_Tasks for this exercise_
A: Summarize the Shijiazhuang Metro text in two sentences.
B: According to the Shijiazhuang Metro text, on what date did Line 2 open?

_Source_
* begin *
Shijiazhuang Metro (; branded as SJZ Metro) is a rapid transit system in Shijiazhuang, Hebei province, China.

Network

Line 1

Line 1, opened on 26 June 2017. It is 34.3 kilometers in length with 26 underground stations.

Line 2

Line 2, opened on 26 August 2020. It is 15.5 kilometers in length with 15 underground stations.

Line 3

Line 3, opened on 26 June 2017. It is 26.7 kilometers in length with 22 underground stations.

Background
Planning and preparation for construction began in 2001 and 2008 respectively, but was delayed due to the world economic crisis. The projected was approved by National Development and Reform Commission and included in the urban rail development project 2012–2020.

Construction of the first metro station at the Shijiazhuang railway station started in September 2012. Construction at other sites began on 14 May 2013.
* end *
_Dataset extract_
* begin *
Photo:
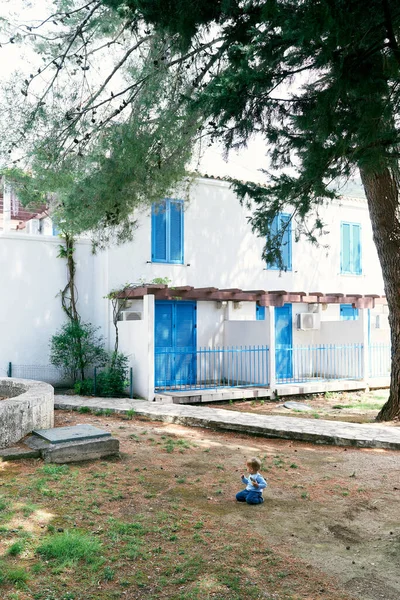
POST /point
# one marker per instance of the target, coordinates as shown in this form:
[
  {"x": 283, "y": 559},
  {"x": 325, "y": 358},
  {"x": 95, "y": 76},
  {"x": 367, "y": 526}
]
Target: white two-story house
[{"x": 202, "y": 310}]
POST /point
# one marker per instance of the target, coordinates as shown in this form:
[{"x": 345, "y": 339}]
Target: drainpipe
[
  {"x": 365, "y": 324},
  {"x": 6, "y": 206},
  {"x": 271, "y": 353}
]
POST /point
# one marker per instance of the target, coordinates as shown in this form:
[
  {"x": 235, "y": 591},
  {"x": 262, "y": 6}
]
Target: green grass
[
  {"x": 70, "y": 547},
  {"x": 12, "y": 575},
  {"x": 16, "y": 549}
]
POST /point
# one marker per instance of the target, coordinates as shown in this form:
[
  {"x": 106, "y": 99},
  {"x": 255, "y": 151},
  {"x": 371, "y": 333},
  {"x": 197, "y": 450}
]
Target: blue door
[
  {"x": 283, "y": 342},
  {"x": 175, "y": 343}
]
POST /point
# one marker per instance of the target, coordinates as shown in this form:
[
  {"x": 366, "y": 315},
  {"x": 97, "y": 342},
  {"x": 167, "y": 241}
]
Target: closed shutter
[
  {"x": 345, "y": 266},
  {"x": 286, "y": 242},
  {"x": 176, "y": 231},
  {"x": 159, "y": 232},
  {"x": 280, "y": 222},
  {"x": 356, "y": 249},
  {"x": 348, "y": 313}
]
* end *
_Answers to the exercise_
A: The Shijiazhuang Metro, branded as SJZ Metro, is a rapid transit system in Shijiazhuang, Hebei province, China, made up of Line 1 (34.3 kilometers, 26 underground stations), Line 2 (15.5 kilometers, 15 underground stations), and Line 3 (26.7 kilometers, 22 underground stations). Planning began in 2001 and preparation for construction in 2008, but the world economic crisis delayed the work; construction of the first station, at the Shijiazhuang railway station, started in September 2012, and work at other sites began on 14 May 2013.

B: 26 August 2020